** BRIEF **
Would you copy the records exactly, leaving the pictures out?

■ ■ ■ ■ ■

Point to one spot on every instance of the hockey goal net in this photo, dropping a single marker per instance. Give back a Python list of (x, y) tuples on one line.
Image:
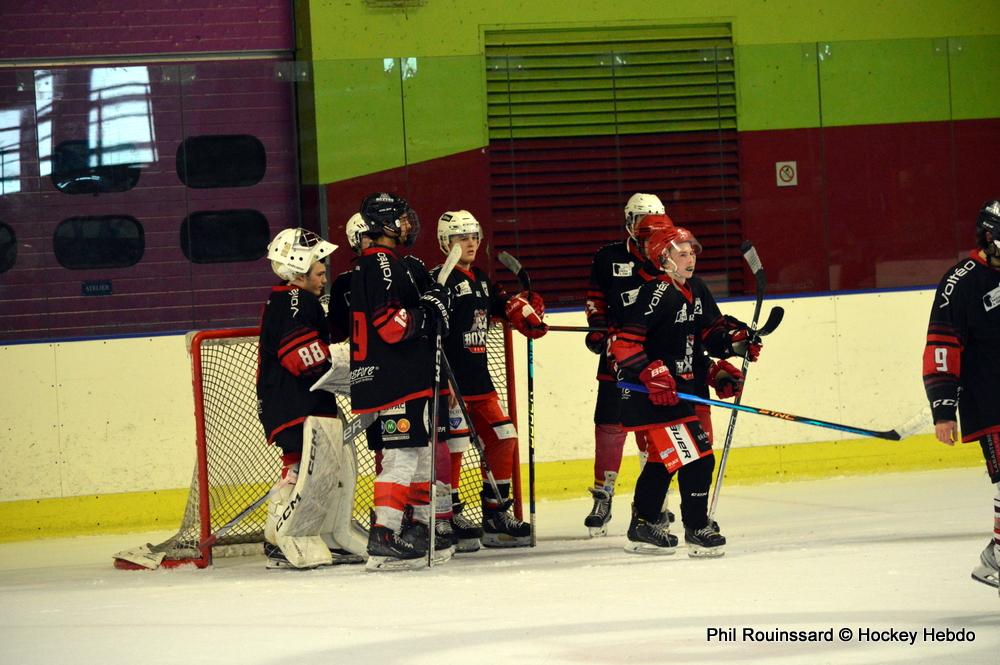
[(235, 466)]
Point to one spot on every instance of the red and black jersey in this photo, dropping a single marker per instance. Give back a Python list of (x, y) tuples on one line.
[(474, 300), (339, 313), (962, 355), (617, 272), (293, 353), (676, 324), (392, 348)]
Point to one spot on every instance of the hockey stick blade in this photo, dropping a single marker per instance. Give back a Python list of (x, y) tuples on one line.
[(515, 267), (774, 318), (890, 435)]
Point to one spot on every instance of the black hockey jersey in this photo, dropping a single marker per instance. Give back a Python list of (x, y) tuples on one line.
[(293, 353), (474, 300), (392, 348), (673, 323), (617, 272), (962, 356)]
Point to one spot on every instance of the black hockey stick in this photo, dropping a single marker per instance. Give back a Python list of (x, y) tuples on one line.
[(515, 267), (750, 255), (909, 427), (446, 268)]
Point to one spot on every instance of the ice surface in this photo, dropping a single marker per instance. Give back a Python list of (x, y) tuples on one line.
[(877, 553)]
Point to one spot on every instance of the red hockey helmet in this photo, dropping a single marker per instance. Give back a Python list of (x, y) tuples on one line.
[(660, 242)]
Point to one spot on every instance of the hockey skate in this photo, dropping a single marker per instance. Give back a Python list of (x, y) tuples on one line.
[(649, 537), (705, 542), (502, 529), (600, 514), (987, 571), (387, 551), (466, 533)]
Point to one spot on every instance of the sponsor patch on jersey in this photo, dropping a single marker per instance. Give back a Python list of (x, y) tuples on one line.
[(621, 269), (629, 297), (991, 299)]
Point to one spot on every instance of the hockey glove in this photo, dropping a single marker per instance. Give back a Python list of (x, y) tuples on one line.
[(526, 312), (726, 379), (596, 341), (436, 302), (662, 388)]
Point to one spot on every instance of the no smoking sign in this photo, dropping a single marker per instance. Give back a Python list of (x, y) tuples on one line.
[(786, 174)]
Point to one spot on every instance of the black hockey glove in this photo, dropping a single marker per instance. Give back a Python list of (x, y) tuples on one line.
[(436, 302)]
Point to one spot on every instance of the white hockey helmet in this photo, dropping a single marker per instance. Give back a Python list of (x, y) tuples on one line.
[(456, 223), (293, 251), (639, 205), (356, 228)]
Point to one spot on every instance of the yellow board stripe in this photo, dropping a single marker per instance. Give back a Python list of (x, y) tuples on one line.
[(162, 510)]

■ ■ ■ ■ ■

** SOLUTION TO THIS PROBLEM **
Point to one spot on every instance of the hockey goal net in this photo, dropping a single marker per instance. Give back a Python list of (x, y) tuples on one line.
Image:
[(235, 466)]
Point to one spot on every instance of the red and black jersey in this photo, dropping a single marker per instance. Give back a Python list of (x, y) tuples on one line.
[(474, 300), (339, 313), (962, 355), (617, 272), (293, 353), (676, 324), (392, 348)]
Point to one spot on every instance of the hockey stick blade in this photo, dropping a single marker per instance. Give back a Python list of (x, y) tuples on one line.
[(515, 267), (774, 318), (890, 435)]
Point to one spot on every instance of the black hockey jersey in this photo, dropping a single marker per instance. Give back a Python list of (x, y) tuples on one line.
[(293, 353), (474, 300), (392, 348), (673, 323), (617, 272), (962, 356)]
Point to one spot on every instance of the black hockey stick in this photo, dropping a single marker per instance. Give back a Python list of (x, y) tuples on one line.
[(515, 267), (750, 255), (909, 427), (446, 268)]
Point to one spot on every instance of the ice surface in this photo, dropping a single marker per instance. Give back a Python list of (x, y) tuples on one line.
[(877, 553)]
Point to one spot on every instance of the red hockey helmet in this photo, dropping a single marker per instance. Give back a Python list of (x, y) tuples on one line.
[(660, 242)]
Point to one spot on every instance of the hockey skate in this photo, dropping a single marker per instance. Give back a Python list of (x, y) tuples on one line.
[(649, 537), (705, 542), (502, 529), (600, 514), (987, 571), (387, 551), (466, 533)]
Point to one spot on every instance of the sponsor patch on jersey in this photo, dropping a single marker per instance. Give back a Python list of (x, y) tuples on one line.
[(621, 269), (629, 297), (991, 299)]
Point to one spot on every instance of the hockey glove in this photo, dropping a single marker per instance. Give back a Python list of (x, y) tuples on one line.
[(526, 312), (726, 379), (596, 341), (436, 302), (662, 388)]
Point to one spot on every instance of the no smoking sign in this photo, dropping a single marker per instance. Give back a Python list of (x, y) tuples on one line.
[(786, 174)]
Point to one spot on every instance of the black hockey glove in this photo, dropping a single marker per instance. Give back a Python list of (x, y) tuples on one line.
[(436, 302)]
Point to one spot on every instance of the white hockey helmet in this photo, dropping a single marker per instance. Give back a Python list of (x, y) tuples on one line.
[(456, 223), (293, 251), (639, 205), (356, 228)]
Point to one spot on every instance of the yellow board stripe in this photo, dropping a single marker per instance. Give back a Python list of (x, y) tuples on one line.
[(162, 510)]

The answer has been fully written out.